- **Data entries**

►

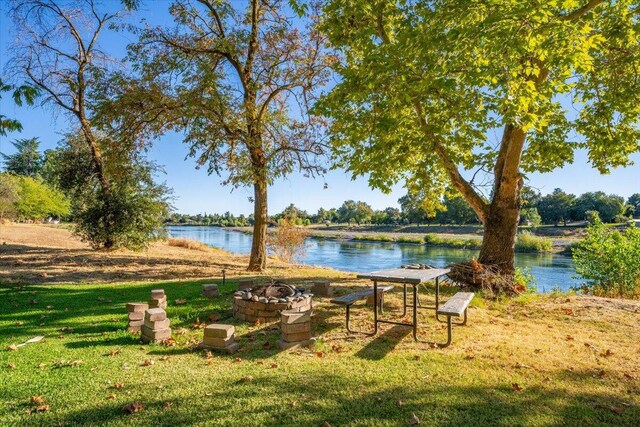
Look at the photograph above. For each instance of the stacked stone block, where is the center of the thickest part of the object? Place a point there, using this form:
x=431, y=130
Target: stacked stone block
x=219, y=337
x=322, y=288
x=158, y=299
x=296, y=329
x=136, y=316
x=210, y=291
x=265, y=311
x=245, y=284
x=156, y=326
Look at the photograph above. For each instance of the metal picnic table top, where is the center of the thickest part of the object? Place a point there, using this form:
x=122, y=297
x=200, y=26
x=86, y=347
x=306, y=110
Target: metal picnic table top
x=405, y=275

◄

- **WHAT TO WORK ON**
Give back, unchanged, the line containing "x=200, y=26" and each line that comes after it in the entries above, ending with the last.

- **EXERCISE ANSWER**
x=200, y=26
x=86, y=347
x=306, y=110
Target: metal picnic table top
x=405, y=275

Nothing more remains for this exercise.